Stated problem 1 -> In the forum thread below, what kind of suspension does BondandBigM say the car has?
-- BEGIN Document --
# It Turned Up



## BondandBigM (Apr 4, 2007)

I took a complete flyer on this and basically bought it unseen and arranged for delivery today, something I would never normally do. Luckily it has turned out to be not to bad considering its nearly 25 years old. It started on the button and I got all the way to the petrol station...........................................and back again :lol: :lol:










Only minor problem is that the suspension is coil overs and rock hard, I thought Big M's teeth were going to fall out even though they are screwed in 

It will go lower though !!!


----------



## tixntox (Jul 17, 2009)

My son had a Renault Clio Sport with similar suspension - great for a dash round town (but by the time we'd got to the ring road I'd had enough!) :yes:

Mike


----------



## BondandBigM (Apr 4, 2007)

tixntox said:


> My son had a Renault Clio Sport with similar suspension - great for a dash round town (but by the time we'd got to the ring road I'd had enough!) :yes:
> 
> Mike


Big M is not a good traveler at the best of times, I thought she was going to chuck up in the glove box :lol: :lol:


----------



## minkle (Mar 17, 2008)

Nice one Bond.. i have had a good look at the thread on T-Z.

Loved the mk2 van i had.


----------



## Philib (Jun 6, 2012)

Looks mint on the outside. Nice car.


----------



## BondandBigM (Apr 4, 2007)

Well nearly a week in and its still going, nothing has fell off or broke and has started on the button even in the horrendous weather we've had this past week. It has at some point had a bit off work to the motor, not sure what but almost certainly a cam its to quick to be standard.

So far so good, it apears I've had a bit of of much needed luck on my side for a change.


----------



## Philib (Jun 6, 2012)

Hmmm wonders, "where you live and if you would take a complete stranger that you met in a forum for spin". I wonder


----------



## BondandBigM (Apr 4, 2007)

Philib said:


> Hmmm wonders, "where you live and if you would take a complete stranger that you met in a forum for spin". I wonder


No problem but you'll need some valium by the time I'm finished with you, the last person, my milkman, who asked me to take him for a run out in a big Trans Am that I had ended up a shaking wreck. Unfortunately during our spin out I got a bit carried away, lost it on a bend and crashed it into a couple of trees via a big bush  :lol: :lol:


----------



## Philib (Jun 6, 2012)

lol I done that with my last car. Easily done with rear wheel drive.


----------



## Raptor (May 1, 2010)
-- END Document --
-- BEGIN Extracted entries --
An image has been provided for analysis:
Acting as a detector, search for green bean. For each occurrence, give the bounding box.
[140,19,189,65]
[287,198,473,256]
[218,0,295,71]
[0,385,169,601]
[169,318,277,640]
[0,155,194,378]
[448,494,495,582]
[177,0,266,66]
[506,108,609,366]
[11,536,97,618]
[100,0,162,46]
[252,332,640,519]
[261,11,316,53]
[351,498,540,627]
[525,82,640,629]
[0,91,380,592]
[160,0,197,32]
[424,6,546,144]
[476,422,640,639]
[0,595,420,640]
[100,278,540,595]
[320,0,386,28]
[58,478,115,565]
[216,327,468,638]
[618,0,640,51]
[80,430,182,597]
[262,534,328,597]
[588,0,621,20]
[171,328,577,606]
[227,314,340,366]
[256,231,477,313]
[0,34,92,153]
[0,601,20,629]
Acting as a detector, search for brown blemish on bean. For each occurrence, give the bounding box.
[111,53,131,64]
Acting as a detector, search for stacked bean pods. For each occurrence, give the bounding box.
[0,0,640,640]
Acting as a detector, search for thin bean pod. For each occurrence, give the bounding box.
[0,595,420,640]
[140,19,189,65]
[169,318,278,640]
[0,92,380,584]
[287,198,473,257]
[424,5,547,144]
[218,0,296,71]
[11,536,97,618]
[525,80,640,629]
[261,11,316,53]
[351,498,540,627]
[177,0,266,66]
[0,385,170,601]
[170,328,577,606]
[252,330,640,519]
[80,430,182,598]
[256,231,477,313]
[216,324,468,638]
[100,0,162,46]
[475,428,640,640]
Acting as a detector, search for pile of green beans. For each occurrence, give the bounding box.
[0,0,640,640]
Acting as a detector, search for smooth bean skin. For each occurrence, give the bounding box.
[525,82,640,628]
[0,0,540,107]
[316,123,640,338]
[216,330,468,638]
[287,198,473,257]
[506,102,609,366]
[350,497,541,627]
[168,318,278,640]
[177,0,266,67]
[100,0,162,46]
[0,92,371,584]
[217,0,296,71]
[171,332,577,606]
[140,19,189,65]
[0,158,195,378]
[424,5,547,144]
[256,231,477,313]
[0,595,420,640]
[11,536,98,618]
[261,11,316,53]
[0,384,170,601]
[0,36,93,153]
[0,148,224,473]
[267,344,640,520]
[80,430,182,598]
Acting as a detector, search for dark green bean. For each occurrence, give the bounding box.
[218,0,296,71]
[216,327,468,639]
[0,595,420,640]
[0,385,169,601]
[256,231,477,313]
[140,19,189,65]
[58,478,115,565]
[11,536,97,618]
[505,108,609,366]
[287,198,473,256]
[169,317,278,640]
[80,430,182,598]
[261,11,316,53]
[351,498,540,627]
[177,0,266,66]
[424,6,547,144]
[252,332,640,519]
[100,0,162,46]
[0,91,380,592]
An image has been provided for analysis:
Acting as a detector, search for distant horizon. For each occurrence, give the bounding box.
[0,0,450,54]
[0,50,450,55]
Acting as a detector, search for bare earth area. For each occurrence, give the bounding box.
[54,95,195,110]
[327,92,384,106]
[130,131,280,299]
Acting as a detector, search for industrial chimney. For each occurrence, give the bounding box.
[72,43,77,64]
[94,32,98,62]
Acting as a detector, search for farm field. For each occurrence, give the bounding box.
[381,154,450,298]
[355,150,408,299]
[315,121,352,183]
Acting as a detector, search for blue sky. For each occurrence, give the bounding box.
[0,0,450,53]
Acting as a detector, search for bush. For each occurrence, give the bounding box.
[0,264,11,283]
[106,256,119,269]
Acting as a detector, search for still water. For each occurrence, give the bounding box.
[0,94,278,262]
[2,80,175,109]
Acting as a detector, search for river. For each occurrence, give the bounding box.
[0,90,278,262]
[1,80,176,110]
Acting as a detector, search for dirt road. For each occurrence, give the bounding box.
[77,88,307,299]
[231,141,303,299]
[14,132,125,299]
-- END Extracted entries --
Stated problem 2 -> Transcribe, word for word, everything in the records from the line containing "Acting as a detector, search for bare" down through the end of the records.

Expected answer 1 -> Coil overs that are rock hard.

Expected answer 2 ->
Acting as a detector, search for bare earth area. For each occurrence, give the bounding box.
[54,95,195,110]
[327,92,384,106]
[130,131,280,299]
Acting as a detector, search for industrial chimney. For each occurrence, give the bounding box.
[72,43,77,64]
[94,32,98,62]
Acting as a detector, search for farm field. For each occurrence, give the bounding box.
[381,154,450,298]
[355,150,408,299]
[315,121,352,183]
Acting as a detector, search for blue sky. For each occurrence, give the bounding box.
[0,0,450,53]
Acting as a detector, search for bush. For each occurrence, give the bounding box.
[0,264,11,283]
[106,256,119,269]
Acting as a detector, search for still water. For each occurrence, give the bounding box.
[0,94,278,262]
[2,80,175,109]
Acting as a detector, search for river. For each occurrence, give the bounding box.
[0,90,278,262]
[1,80,176,110]
Acting as a detector, search for dirt road. For each occurrence, give the bounding box.
[77,88,307,299]
[231,141,303,299]
[14,132,125,299]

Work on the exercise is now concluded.